EXERCISE:
Pick out each line in the records below that contains the word "hair" and copy it.

Dataset entries:

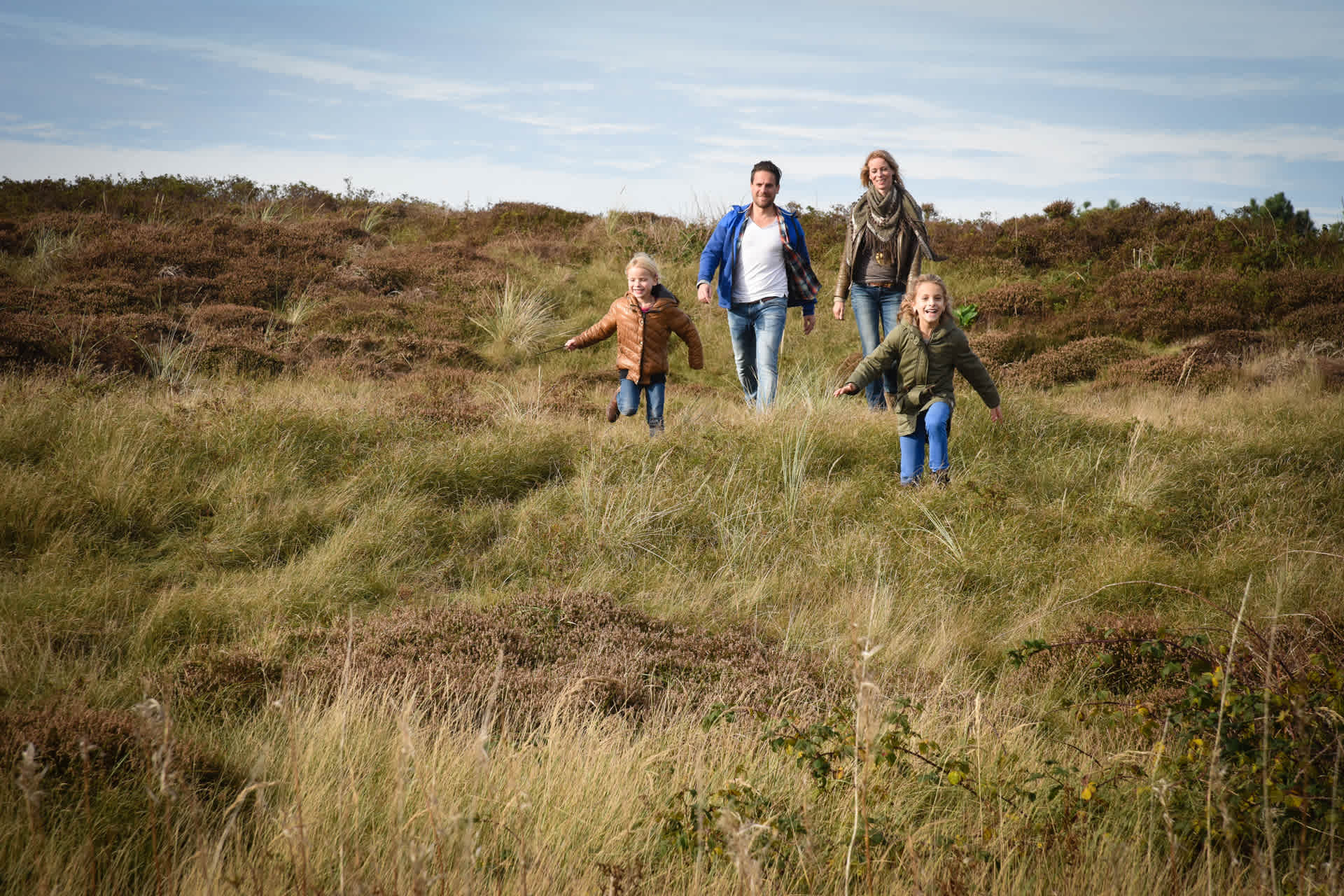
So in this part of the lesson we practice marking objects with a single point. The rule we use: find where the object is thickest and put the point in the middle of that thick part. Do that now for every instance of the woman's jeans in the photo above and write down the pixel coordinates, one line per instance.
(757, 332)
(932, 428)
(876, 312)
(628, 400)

---

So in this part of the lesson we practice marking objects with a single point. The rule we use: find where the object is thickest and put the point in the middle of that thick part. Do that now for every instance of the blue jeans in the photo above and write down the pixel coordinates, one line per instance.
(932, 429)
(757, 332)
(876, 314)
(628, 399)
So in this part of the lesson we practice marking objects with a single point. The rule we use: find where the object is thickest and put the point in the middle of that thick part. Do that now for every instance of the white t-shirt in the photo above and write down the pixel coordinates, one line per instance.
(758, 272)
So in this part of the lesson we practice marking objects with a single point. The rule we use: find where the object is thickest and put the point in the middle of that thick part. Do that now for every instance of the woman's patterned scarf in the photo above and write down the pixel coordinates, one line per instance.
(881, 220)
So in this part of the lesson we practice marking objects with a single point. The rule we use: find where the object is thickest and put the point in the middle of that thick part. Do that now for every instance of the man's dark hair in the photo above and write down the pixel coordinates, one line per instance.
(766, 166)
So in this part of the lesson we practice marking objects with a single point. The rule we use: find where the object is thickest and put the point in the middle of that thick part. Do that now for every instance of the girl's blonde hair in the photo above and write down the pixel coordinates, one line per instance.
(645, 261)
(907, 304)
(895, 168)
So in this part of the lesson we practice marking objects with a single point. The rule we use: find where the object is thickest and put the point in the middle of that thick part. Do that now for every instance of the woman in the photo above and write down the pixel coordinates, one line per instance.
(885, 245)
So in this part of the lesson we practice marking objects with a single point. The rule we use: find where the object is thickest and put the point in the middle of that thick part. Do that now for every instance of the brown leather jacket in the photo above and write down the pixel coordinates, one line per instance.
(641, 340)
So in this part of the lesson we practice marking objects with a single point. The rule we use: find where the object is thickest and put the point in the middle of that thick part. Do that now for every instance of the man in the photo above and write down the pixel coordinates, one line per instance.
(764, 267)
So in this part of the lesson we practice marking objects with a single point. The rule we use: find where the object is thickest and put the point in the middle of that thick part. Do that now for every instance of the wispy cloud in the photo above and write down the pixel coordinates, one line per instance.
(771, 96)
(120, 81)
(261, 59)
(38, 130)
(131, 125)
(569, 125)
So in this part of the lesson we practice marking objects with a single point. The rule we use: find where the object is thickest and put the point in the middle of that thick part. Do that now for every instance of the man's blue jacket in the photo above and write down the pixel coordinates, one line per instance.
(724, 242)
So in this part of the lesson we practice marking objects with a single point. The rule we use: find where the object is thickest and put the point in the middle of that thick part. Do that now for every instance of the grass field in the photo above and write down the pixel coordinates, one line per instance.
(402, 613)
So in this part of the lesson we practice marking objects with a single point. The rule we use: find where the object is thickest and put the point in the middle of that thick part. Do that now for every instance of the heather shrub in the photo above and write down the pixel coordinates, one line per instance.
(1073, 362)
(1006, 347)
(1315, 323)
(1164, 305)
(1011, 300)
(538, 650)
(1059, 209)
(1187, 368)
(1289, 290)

RESPONSE:
So in this part of the lesson we practice marking objects with a single point. The rule we use: find where the object is thickest and put the point in the middle of that thick part. Do that now for every instance of the man's dark hair in the photo above and write down the pixel coordinates, one line per instance.
So in this part of the lesson we practice marking objects with a single point. The rule we use: find where the object is thickest and put the point in the middle of that thick part. Do that now for every instance of the girl's blonde hair in the photo above and write down the pixel coordinates, one line per instance.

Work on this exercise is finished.